In [1]:
from getpass import getpass

PASSWORD=getpass("MySQL Password: ")

MySQL Password: ········


# Helper functions

In [2]:
from sqlalchemy import create_engine
from sqlalchemy import text

engine_remote = create_engine(
    f"mysql+mysqlconnector://serlo:{PASSWORD}@localhost:7777/serlo?charset=utf8mb4"
)

engine_local = create_engine(
    f"mysql+mysqlconnector://root:secret@localhost:3306/serlo?charset=latin1"
)

In [4]:
class MySQLSession:
    def __init__(self, engine):
        self.engine = engine
        
    def __enter__(self):
        self.connection = self.engine.connect()
        return self
    
    def __exit__(self, *args):
        self.connection.close()
        
    def execute(self, statement, **kwargs):
        return self.connection.execute(text(statement), kwargs)

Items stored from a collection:
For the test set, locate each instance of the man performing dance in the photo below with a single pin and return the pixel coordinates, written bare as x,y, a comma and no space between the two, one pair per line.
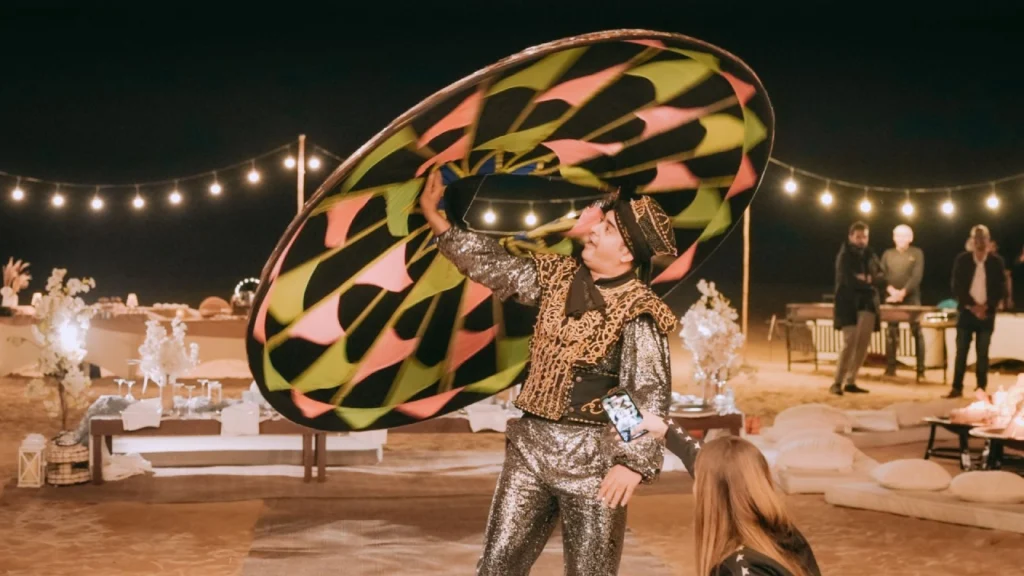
599,327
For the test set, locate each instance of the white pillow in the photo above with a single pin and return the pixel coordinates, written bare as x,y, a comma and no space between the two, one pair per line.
911,475
873,420
994,487
910,414
807,414
816,450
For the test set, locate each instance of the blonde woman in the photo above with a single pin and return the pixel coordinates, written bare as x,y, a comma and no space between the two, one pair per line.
741,527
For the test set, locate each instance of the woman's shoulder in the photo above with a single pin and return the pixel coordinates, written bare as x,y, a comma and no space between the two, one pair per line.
748,562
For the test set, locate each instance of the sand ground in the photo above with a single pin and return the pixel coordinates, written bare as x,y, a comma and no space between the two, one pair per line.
391,523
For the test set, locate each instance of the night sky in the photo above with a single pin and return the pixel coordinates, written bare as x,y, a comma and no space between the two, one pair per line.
914,99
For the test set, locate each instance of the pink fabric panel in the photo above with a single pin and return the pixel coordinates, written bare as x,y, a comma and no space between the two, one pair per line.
339,219
389,273
321,325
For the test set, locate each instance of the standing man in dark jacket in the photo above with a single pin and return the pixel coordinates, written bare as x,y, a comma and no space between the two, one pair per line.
903,268
979,284
857,275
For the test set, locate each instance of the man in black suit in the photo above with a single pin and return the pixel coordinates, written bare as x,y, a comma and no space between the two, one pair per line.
979,285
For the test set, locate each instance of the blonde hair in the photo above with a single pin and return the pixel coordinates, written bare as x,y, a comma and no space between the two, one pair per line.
737,505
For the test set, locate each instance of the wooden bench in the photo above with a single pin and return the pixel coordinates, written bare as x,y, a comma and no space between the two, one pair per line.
704,422
103,429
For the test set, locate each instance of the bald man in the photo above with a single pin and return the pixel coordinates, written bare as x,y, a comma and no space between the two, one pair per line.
903,266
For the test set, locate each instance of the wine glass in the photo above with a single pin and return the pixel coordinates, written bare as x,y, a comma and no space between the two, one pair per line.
190,407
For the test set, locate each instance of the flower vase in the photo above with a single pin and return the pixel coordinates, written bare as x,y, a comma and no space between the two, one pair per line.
167,397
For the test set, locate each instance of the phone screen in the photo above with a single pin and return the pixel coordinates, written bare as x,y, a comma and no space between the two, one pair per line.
623,413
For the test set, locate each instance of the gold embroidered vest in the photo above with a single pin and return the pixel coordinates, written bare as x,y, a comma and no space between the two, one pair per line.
562,343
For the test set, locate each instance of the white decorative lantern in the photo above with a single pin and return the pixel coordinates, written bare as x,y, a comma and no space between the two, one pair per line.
31,464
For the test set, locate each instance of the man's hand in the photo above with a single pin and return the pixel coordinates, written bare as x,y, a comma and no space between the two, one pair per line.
619,486
431,196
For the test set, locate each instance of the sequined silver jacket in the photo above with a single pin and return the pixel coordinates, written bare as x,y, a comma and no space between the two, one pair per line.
640,359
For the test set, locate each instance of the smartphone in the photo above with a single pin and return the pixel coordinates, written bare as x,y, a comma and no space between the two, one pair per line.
624,414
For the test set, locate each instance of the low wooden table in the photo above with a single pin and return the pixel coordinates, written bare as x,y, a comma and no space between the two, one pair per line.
994,457
705,422
964,453
102,430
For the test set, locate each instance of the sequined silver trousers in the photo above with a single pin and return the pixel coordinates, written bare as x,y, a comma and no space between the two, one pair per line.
552,470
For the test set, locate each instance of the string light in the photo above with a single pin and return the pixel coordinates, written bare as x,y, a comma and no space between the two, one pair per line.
530,217
992,202
907,207
253,173
947,207
97,203
489,216
17,194
791,187
138,202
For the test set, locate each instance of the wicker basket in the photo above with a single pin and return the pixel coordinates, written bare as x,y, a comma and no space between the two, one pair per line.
67,461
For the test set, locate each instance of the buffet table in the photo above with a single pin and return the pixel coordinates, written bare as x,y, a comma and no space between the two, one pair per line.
114,341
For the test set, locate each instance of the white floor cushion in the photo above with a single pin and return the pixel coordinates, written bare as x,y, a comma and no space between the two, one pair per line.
997,487
911,475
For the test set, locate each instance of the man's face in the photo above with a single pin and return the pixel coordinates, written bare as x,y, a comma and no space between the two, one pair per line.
902,237
980,239
859,238
604,248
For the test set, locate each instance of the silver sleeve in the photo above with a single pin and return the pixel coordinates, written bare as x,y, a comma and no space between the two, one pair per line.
644,372
482,259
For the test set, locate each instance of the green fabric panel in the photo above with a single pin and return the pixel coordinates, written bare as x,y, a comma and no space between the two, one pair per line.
672,78
399,199
413,378
523,140
273,380
440,276
581,176
756,131
719,223
512,352
358,418
564,247
541,75
496,382
723,132
289,291
331,370
399,140
700,211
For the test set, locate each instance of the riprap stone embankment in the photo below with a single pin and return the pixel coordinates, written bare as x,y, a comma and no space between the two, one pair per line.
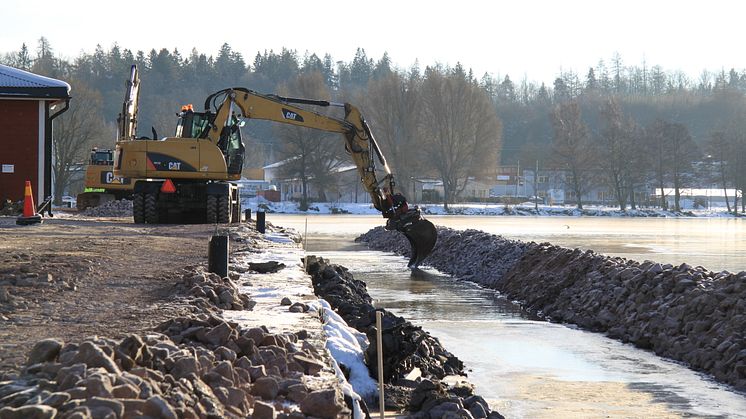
685,313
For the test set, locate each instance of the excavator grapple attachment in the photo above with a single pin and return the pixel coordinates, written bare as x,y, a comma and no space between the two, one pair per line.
420,232
422,236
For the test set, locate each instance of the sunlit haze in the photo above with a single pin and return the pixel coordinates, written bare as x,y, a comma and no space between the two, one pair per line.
535,39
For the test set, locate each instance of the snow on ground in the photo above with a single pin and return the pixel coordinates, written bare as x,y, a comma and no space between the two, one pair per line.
526,208
347,346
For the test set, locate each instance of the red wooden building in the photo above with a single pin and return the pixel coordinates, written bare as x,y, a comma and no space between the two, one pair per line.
28,105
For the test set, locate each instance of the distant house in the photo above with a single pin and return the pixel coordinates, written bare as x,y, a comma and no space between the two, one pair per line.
343,186
29,103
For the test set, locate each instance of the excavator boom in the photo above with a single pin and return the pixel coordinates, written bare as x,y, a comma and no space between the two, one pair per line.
359,143
207,153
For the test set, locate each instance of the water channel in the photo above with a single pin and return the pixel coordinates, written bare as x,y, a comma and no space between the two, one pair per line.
529,368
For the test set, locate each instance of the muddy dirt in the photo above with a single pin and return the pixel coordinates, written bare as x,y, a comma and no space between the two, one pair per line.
73,277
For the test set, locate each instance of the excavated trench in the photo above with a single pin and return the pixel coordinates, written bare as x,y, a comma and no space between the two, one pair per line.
685,313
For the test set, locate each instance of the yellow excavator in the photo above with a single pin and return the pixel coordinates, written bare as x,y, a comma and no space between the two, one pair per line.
187,177
101,185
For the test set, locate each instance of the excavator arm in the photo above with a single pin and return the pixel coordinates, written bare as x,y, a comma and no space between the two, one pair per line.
359,142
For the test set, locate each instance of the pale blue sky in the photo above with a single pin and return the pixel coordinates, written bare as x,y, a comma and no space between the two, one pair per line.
532,38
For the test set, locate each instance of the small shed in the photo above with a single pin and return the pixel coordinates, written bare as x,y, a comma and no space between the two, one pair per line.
28,105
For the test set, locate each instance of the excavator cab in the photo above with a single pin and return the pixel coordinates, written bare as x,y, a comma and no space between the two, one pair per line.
191,124
196,125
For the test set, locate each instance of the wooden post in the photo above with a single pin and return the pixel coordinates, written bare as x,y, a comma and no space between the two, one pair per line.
260,221
217,255
379,350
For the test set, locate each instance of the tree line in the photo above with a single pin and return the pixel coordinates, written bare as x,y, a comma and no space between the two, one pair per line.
617,124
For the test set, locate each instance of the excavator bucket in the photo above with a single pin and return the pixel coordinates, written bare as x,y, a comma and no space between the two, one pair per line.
422,236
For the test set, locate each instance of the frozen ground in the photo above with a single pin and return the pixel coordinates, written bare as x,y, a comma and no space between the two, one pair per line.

TASK SET:
1. Retype the notebook excerpt on MySQL database connections in full, preserving every character and line break.
2. Find every line of the records that contains the string "blonde" and copy each such line in full.
The text and the records are unrelated material.

EXERCISE ANSWERS:
1.
In [1]:
from getpass import getpass

PASSWORD=getpass("MySQL Password: ")

MySQL Password: ········


# Helper functions

In [2]:
from sqlalchemy import create_engine
from sqlalchemy import text

engine_remote = create_engine(
    f"mysql+mysqlconnector://serlo:{PASSWORD}@localhost:7777/serlo?charset=utf8mb4"
)

engine_local = create_engine(
    f"mysql+mysqlconnector://root:secret@localhost:3306/serlo?charset=latin1"
)

In [4]:
class MySQLSession:
    def __init__(self, engine):
        self.engine = engine
        
    def __enter__(self):
        self.connection = self.engine.connect()
        return self
    
    def __exit__(self, *args):
        self.connection.close()
        
    def execute(self, statement, **kwargs):
        return self.connection.execute(text(statement), kwargs)

2.
For the test set, locate each instance of the blonde woman in the photo above with a single pin and return the pixel coordinates, written bare as x,y, a comma and no space between the two, one pair per line.
For the test set, locate each instance of the blonde hair in the photo above with a single pin and return the pixel coordinates, written bare as x,y, a comma and no space between the two, one pair per line.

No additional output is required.